» **Extrait du texte**:
- - - - -
Le gouvernement ne semble pas décidé à consolider significativement sa situation budgétaire en 2021. La reprise de l’activité et le soutien aux plus défavorisés restent ses priorités. Ainsi, dans le budget 2021 voté par le parlement en décembre dernier, le gouvernement a comme objectif de réduire le déficit budgétaire de seulement 0,6 point de pourcentage à 5,4% du PIB (contre 6% du PIB dans son budget révisé pour l’année 2020). Ses dépenses devraient rester élevées (20,5% du PIB) et les recettes budgétaires – toujours fortement dépendantes du pétrole – ne devraient pas excéder 15,1% du PIB, en dépit d’une croissance prévue entre 6,5% et 7,5%. Même à l’horizon 2022-2023, le gouvernement ne prévoit pas de réduire le déficit budgétaire au niveau qui prévalait avant la crise de la Covid-19. Il serait de l’ordre de 4,5% du PIB.
Ces projections paraissent peu conciliables avec l’objectif de réduire la dette fédérale sous le seuil de 55% du PIB d’ici 2023. Le ratio de la dette fédérale rapportée au PIB pourrait en effet excéder 65% du PIB d’ici 2023. Bien qu’en hausse, comme l’illustre la dégradation de la note souveraine par Fitch à BBB-, les risques de refinancement restent modérés.
En 2019, la charge d’intérêts sur la dette du gouvernement ne représentait que 12,5% des recettes du gouvernement et bien qu’en hausse, elle devrait rester contenue à 15,1% en 2021 selon le gouvernement. Le coût de financement reste faible. En décembre 2020, le taux à dix ans sur les obligations d’État était de seulement 2,7% (contre 3,3% un an plus tôt). Par ailleurs, la dette du gouvernement est libellée à près de 97% en monnaie locale et reste principalement détenue par les résidents (les étrangers détenaient 21,8% de la dette au T3 2020). La Malaisie possède un avantage important par rapport à d’autres pays, comme l’Indonésie : ses marchés financiers sont très développés et permettent au gouvernement d’émettre facilement de la dette domestique.
Un secteur bancaire et financier suffisamment solide
Le secteur bancaire et financier est solide. Il est en mesure de faire face à la dégradation de la situation financière des agents économiques, du retournement du marché immobilier et de la hausse des risques de crédit provoquées par la crise de la Covid-19. Pourtant, les entreprises, déjà fortement endettées, ont été touchées de plein fouet par la crise de la Covid-19 alors qu’elles avaient été préalablement fragilisées par le ralentissement économique de 2019. Au T2 2020, leur dette s’élevait à 108,1% du PIB. Néanmoins, leurs profits, bien qu’en baisse, couvraient encore 3,7 fois leurs charges d’intérêts mi-2020 (contre 4,8 fois fin 2019).
La situation des ménages s’est elle aussi dégradée. Leur dette a atteint 87,5% du PIB au T2 2020 mais elle est largement compensée par leurs actifs financiers dont la valeur s’élevait toujours à 190% du PIB au T2 2020. Leurs actifs liquides couvraient toujours 1,4 fois leur dette mi-2020.
- - - - -
» **Données sources**:
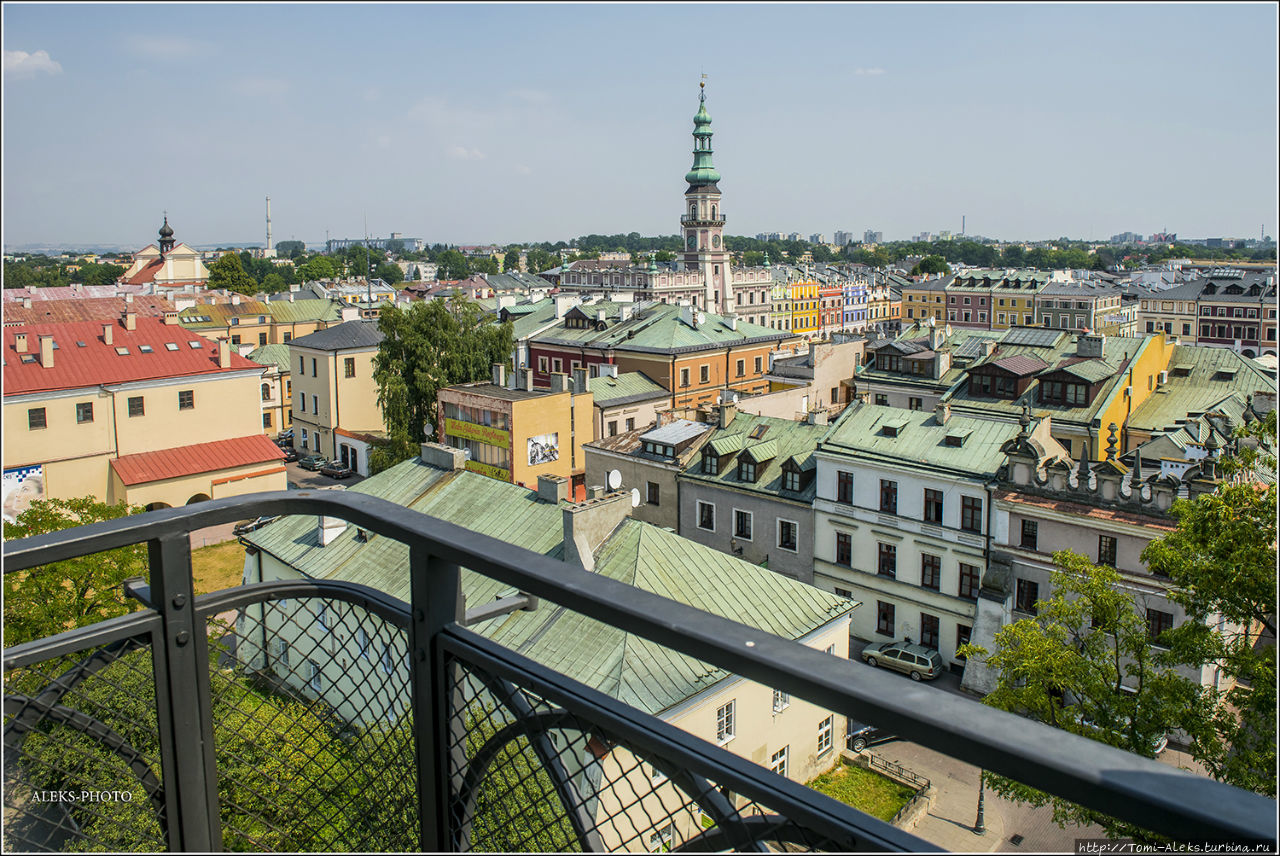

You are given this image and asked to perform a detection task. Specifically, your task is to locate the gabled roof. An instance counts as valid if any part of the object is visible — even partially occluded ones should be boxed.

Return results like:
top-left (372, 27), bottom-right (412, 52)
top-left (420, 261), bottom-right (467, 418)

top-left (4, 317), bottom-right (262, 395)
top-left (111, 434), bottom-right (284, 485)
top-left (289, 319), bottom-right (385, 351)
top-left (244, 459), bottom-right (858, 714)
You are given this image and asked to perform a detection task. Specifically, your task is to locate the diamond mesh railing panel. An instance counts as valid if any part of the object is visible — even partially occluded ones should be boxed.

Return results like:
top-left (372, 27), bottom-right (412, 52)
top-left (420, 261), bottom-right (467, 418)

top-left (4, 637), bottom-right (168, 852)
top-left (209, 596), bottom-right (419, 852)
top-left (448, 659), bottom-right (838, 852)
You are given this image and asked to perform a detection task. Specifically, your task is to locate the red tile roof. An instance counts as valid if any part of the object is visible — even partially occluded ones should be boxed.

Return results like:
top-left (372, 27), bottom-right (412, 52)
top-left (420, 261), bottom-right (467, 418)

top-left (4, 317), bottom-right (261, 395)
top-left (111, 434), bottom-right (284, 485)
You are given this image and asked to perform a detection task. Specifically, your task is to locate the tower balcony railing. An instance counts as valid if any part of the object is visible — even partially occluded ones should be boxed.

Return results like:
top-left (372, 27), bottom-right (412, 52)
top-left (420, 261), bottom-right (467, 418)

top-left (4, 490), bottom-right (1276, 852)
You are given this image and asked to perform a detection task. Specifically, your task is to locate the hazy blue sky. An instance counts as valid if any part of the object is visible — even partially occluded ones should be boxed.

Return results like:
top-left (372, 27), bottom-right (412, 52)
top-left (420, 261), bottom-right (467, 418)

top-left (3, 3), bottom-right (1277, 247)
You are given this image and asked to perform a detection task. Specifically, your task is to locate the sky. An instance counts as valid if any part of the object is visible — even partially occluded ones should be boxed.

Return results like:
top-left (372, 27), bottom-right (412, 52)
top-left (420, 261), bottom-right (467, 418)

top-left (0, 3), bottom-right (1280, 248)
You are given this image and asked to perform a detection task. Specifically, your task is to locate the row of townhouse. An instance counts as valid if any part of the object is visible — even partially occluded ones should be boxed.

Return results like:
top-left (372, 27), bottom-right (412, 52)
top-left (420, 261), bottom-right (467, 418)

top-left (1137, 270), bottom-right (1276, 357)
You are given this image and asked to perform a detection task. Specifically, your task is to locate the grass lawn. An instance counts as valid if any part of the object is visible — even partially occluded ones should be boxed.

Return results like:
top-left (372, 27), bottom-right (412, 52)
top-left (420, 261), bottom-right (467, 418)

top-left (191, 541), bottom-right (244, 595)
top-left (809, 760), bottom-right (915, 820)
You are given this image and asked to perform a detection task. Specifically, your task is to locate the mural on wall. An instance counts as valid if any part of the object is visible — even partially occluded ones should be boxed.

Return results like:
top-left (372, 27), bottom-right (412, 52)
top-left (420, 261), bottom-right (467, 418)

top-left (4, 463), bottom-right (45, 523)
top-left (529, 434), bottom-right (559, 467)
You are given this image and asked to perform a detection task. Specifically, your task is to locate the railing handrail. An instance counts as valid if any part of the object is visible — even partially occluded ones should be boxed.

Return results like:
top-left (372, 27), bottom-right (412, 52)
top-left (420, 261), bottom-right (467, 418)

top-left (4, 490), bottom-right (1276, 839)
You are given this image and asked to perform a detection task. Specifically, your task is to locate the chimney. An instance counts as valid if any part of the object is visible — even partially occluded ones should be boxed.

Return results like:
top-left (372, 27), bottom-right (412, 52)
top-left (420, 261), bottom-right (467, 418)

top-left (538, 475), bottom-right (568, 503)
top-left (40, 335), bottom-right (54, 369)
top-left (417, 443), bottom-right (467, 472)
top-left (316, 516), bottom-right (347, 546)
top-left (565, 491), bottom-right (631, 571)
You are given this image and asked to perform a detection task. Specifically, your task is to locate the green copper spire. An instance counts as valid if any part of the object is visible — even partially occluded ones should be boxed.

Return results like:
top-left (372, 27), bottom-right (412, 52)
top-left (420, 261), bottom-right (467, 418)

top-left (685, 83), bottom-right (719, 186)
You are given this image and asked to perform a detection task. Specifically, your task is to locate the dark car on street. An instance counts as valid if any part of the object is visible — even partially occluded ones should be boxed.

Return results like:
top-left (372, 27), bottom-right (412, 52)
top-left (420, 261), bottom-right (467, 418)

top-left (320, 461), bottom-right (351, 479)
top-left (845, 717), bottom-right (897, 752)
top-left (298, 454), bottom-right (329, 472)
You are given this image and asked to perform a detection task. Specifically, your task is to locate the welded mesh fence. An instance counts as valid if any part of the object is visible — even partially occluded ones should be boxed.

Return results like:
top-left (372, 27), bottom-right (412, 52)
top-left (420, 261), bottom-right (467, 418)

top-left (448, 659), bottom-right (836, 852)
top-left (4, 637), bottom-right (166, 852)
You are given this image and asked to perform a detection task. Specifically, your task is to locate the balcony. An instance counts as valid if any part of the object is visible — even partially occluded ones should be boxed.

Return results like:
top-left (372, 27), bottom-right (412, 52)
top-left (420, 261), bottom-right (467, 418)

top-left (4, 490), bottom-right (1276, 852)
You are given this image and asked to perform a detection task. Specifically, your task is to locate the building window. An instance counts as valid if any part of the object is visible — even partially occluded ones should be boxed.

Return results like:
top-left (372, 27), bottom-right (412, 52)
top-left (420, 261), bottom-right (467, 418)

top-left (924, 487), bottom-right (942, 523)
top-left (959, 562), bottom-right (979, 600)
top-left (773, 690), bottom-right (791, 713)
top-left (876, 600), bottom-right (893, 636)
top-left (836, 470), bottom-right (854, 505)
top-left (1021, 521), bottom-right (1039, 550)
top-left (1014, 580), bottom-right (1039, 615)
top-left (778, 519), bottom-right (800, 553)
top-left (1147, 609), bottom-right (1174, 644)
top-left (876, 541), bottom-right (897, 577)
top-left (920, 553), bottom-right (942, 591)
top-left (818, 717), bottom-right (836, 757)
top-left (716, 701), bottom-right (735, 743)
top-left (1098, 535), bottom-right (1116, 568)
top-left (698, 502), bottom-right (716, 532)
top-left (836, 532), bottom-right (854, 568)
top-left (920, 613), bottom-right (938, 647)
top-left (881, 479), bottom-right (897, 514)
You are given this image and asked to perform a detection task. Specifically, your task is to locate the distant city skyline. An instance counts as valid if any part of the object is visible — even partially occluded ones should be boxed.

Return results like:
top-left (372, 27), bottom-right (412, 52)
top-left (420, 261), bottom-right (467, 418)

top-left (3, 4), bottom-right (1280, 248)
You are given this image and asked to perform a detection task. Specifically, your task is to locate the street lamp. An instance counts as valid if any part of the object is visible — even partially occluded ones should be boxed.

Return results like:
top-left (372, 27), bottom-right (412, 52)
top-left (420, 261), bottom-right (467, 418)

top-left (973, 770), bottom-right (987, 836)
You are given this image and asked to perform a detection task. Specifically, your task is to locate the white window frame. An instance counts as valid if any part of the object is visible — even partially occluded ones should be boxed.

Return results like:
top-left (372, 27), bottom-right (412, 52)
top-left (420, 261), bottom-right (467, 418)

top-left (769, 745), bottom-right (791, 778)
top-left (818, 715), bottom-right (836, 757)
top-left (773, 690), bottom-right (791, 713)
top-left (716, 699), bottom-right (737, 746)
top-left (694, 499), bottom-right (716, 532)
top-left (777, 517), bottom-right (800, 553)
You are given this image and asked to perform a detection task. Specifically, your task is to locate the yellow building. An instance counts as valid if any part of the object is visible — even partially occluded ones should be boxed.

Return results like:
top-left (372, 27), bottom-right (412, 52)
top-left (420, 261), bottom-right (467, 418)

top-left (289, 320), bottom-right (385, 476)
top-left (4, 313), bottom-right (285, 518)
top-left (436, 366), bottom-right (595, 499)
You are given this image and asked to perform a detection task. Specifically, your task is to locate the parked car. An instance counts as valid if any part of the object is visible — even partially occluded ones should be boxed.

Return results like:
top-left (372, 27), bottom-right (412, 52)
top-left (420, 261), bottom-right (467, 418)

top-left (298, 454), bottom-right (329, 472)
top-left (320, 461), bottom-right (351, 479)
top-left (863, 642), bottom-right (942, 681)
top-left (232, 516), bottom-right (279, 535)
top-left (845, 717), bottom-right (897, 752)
- - - - -
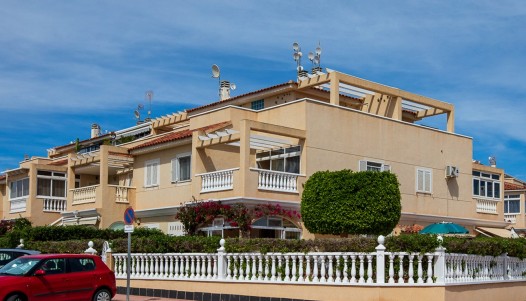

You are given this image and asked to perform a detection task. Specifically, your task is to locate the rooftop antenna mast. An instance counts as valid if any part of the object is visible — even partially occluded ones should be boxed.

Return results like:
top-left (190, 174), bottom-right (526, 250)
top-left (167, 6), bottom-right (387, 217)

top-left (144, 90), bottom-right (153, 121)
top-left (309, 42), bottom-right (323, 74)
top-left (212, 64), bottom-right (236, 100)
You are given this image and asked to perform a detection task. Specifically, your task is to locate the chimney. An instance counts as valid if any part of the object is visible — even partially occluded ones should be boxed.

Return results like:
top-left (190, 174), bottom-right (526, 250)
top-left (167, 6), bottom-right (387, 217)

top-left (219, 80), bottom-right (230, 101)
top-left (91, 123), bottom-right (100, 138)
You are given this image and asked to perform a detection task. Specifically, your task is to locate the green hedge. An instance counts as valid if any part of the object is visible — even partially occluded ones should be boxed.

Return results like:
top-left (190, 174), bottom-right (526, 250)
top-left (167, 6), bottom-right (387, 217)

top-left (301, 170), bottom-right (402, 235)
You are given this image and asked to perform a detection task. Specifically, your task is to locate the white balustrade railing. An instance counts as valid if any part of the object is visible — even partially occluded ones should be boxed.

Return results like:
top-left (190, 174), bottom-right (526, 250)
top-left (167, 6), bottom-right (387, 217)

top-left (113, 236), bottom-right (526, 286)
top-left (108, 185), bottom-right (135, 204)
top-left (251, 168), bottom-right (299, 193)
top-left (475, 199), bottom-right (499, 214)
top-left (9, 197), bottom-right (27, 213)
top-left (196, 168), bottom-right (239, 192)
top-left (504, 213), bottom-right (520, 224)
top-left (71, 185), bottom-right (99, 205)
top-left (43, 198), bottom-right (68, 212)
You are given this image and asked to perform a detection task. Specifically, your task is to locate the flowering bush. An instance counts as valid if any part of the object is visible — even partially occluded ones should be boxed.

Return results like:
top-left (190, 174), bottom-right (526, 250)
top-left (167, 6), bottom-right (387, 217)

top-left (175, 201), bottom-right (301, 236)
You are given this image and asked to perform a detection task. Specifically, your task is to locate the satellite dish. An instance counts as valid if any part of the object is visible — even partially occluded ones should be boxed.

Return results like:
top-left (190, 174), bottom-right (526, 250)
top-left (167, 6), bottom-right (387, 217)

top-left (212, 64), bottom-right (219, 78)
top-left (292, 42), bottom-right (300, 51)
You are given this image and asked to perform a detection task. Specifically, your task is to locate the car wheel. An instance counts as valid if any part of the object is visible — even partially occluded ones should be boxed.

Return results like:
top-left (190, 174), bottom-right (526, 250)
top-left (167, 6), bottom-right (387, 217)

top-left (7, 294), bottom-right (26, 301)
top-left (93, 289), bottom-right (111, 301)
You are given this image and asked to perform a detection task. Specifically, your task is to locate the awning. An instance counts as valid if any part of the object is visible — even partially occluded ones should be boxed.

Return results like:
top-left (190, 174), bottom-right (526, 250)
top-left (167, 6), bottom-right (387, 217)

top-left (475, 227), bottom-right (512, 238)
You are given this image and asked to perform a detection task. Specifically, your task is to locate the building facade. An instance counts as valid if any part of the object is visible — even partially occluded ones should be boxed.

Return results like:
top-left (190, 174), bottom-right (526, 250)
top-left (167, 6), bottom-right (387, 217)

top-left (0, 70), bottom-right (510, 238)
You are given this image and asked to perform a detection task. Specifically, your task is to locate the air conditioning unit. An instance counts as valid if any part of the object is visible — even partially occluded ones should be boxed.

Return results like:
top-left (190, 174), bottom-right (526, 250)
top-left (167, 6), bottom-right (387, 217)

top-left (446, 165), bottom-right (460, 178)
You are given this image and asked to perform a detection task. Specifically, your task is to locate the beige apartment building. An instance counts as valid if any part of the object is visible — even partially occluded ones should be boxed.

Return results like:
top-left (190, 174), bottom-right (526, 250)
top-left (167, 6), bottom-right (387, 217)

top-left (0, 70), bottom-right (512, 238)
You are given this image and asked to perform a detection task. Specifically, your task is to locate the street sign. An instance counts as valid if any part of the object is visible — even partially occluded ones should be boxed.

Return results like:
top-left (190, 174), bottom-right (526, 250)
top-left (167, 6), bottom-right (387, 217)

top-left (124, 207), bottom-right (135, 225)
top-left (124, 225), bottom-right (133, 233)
- - - - -
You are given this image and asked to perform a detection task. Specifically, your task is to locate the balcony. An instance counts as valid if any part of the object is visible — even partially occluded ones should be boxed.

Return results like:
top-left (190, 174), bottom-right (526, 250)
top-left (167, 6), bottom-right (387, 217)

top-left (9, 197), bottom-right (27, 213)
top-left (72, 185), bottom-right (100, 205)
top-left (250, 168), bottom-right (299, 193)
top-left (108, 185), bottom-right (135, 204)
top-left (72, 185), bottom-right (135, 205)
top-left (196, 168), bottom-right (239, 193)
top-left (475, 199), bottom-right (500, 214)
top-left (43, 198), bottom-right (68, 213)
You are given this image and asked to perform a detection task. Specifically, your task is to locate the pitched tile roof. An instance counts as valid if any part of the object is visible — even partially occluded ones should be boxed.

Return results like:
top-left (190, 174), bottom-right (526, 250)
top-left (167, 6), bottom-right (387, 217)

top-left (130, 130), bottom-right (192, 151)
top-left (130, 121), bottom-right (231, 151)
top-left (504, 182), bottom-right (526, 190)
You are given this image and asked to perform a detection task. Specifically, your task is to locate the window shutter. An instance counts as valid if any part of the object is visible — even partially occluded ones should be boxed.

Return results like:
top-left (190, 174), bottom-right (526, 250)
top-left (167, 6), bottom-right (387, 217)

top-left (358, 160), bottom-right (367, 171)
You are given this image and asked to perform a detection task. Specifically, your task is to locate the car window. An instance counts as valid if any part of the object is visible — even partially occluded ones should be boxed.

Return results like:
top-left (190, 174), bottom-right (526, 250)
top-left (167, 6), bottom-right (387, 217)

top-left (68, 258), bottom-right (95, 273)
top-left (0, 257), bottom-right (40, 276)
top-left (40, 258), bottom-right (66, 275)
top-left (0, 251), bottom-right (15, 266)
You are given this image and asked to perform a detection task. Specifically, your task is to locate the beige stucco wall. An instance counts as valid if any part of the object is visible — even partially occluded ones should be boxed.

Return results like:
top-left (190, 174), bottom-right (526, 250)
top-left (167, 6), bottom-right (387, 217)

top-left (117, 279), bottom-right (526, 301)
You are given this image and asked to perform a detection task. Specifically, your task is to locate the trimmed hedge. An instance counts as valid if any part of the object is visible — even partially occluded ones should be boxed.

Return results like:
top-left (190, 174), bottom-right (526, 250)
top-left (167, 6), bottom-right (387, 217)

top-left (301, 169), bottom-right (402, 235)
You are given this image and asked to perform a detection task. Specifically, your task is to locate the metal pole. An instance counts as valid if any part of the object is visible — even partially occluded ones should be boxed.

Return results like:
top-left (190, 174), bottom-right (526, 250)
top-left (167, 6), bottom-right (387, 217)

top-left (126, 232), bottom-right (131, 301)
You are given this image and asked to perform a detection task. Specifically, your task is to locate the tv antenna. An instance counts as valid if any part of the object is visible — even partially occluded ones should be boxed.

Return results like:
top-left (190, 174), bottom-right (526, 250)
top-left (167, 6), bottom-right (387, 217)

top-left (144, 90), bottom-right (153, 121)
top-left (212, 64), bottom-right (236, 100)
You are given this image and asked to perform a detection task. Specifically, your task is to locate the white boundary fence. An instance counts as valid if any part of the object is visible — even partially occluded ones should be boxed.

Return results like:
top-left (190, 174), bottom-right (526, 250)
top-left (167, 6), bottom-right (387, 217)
- - - - -
» **Essayez**: D'après l'extrait sur les finances publiques de la Malaisie, quelle part de la dette du gouvernement est libellée en monnaie locale ?

» **Corrigé**: Près de 97 %.